Entries:
------------------------------------

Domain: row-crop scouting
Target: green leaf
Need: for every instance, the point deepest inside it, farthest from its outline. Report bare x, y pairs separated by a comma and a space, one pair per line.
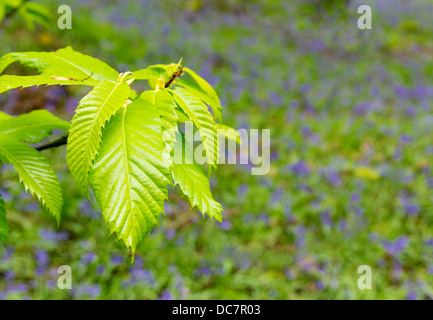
192, 180
203, 91
65, 63
32, 127
4, 227
198, 112
34, 171
85, 133
129, 175
8, 82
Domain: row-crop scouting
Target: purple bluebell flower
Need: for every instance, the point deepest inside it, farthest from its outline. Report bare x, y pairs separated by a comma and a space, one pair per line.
100, 269
405, 139
276, 98
412, 295
397, 246
430, 269
300, 168
320, 285
354, 197
276, 196
170, 233
166, 295
88, 258
326, 218
117, 259
225, 225
5, 195
42, 258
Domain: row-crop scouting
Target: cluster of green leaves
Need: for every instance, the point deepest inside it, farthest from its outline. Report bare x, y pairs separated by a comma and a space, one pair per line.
121, 143
31, 12
33, 169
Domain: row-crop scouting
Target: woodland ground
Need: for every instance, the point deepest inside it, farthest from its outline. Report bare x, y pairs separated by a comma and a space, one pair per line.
351, 181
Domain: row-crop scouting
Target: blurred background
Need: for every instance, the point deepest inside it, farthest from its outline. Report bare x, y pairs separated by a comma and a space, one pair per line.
351, 184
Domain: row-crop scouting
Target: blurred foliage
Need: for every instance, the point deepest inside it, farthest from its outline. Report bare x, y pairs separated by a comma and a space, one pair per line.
351, 183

------------------------------------

Given instruction: Without including any pictures, reproduce the listing exactly.

Solution to the exercise:
Domain: row-crop scouting
Target: green leaf
Need: for every instance, the point deepest inside it, farthest from its outline. Report bare x, y pairs separated by a comma and a space, one pair per line.
192, 180
203, 91
65, 63
32, 127
4, 227
198, 112
34, 171
85, 133
129, 175
8, 82
Domain: row-crop scouting
Target: purple bluebell flower
Need: for every instance, the point deepest inside it, farthest from its outline. Report bare x, y pairs separated by a comma and a space, one pair per line.
100, 269
405, 139
276, 98
412, 295
397, 246
430, 269
300, 168
320, 285
354, 197
276, 196
170, 233
166, 295
88, 258
326, 218
117, 259
225, 225
5, 195
42, 258
Domain: row-crop scouting
Target: cluster of green leaves
Need: for every instance, the point deepest inside it, farthest from its outline. Report bare x, y pairs separated by a comma and a space, one pair per line.
121, 143
31, 12
33, 169
Domain: row-crop scouting
Target: woodland ground
Need: for every instance, the point deepest inside it, farthest from its outline. Report bare x, y pairs separated by a comma and a space, one pair per line.
351, 181
Domain: row-crop scouting
Target: blurred background
Need: for every instance, the point deepest inside it, farthest from its outline. Report bare x, y pairs separated by a comma and a space, one pair per line.
351, 184
Domain: row-crop scouting
Target: blurred foliage
Need: for every instance, the point deepest inside it, farthest from its outline. Report bare x, y pairs separated by a comma and a space, one pair per line.
351, 183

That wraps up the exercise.